▶ TEXTO PROPORCIONADO
Hasta la segunda década del siglo XX por todo el levante español, desde Castellón hasta Almería, se conservó la insólita práctica de festejar el luto cuando el difunto se trataba de un menor de siete años. Lo que puede causar desconcierto en la actualidad debe de entenderse atendiendo a que se creía que los infantes permanecían puros sin pecados.
Según José Ángel Macia Pérez “El nacimiento de esta tradición vino por la religiosidad arraigada del pueblo, ya que la gracia de Dios estaba en el niño después del Bautismo, y esta no se perdía hasta el uso de razón por el pecado, por lo cual el niño no moría sino que se iba al cielo y allí era recibido con alegría; y desde él rogaba por sus padres y amigos, siendo esto lo que probablemente determinó el júbilo del velatorio de los párvulos. Ha muerto un ángel, sube al cielo; y esto merece bien la pena celebrarlo con una noche de fiesta”.
Antonio Tejera Gaspar comenta que, en la Isla de la Gomera, haciendo estos bailes y estos cantes “se pensaba que de esta forma de angelito tardaba menos tiempo en llegar a Dios”. Igualmente, Miguel Ángel Hernández Méndez apunta que “existía la consideración de que era pecado llorar, ya que ello impedía el camino recto del angelito hasta el cielo: llorar por dentro se llora aunque por fuera se canta'. Esta contradicción interna se puede observar dentro del poema “La velica” del escritor costumbrista de Cuevas de Almanzora, José María Álvarez de Sotomayor (1880-1947), que termina describiendo esta antítesis de emociones.
Se marchan a descansar,
tras que a la madre, con celo
van a parabienes a dar…..
¡Por la suerte singular
de darle un ángel al cielo!.
Ya la fiesta ha concluido
Cerca del amananecer
Todo el pueblo está dormido….
¡Solo se advierte el gemido
Y el llanto de una mujer!”
La antropóloga Maricel Pelegrín sostiene que el origen inicial de esta costumbre podía tener relación con la presencia de los árabes en la península, desde el Siglo VIII especialmente, si se observa en las áreas donde persistió que fue donde más tiempo se mantuvieron sus hábitos.

▶ OBJETIVO
Según el texto proporcionado sobre el luto de los niños, ¿qué edad debía tener el difunto para que en el levante español se festejara su muerte?

▶ DATOS PROPORCIONADOS

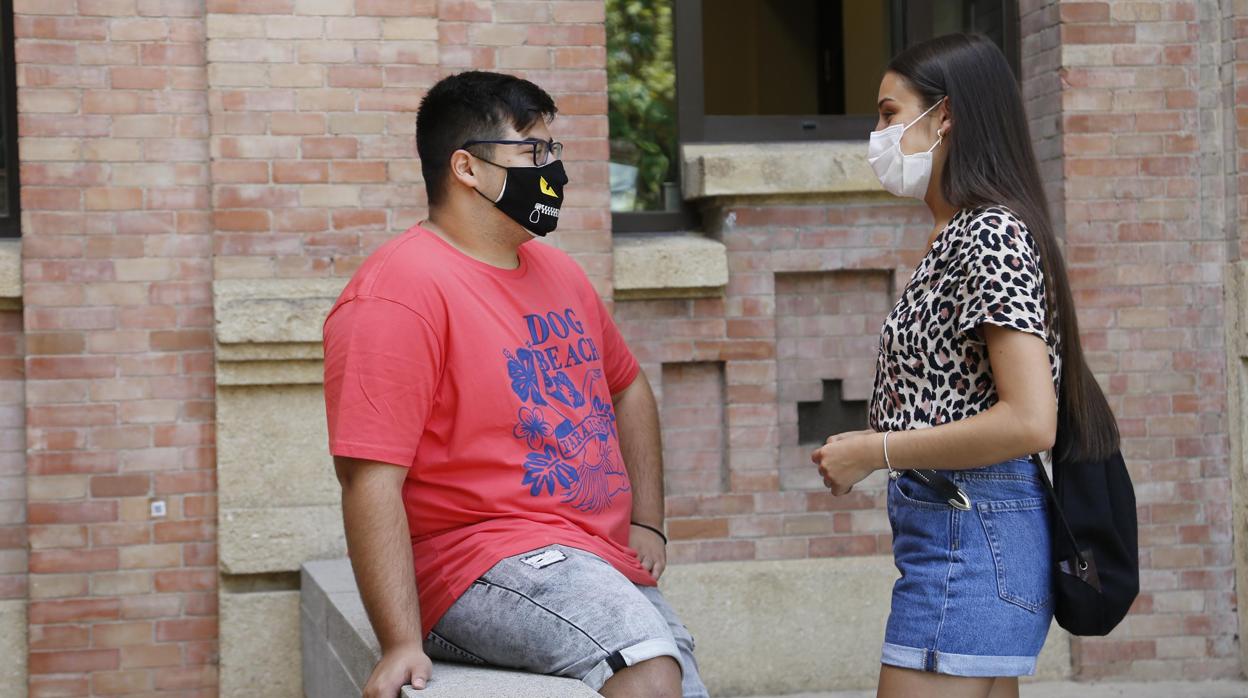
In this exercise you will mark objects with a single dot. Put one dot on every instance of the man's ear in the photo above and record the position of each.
(466, 169)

▶ TAREA COMPLETADA
El difunto debía ser menor de siete años.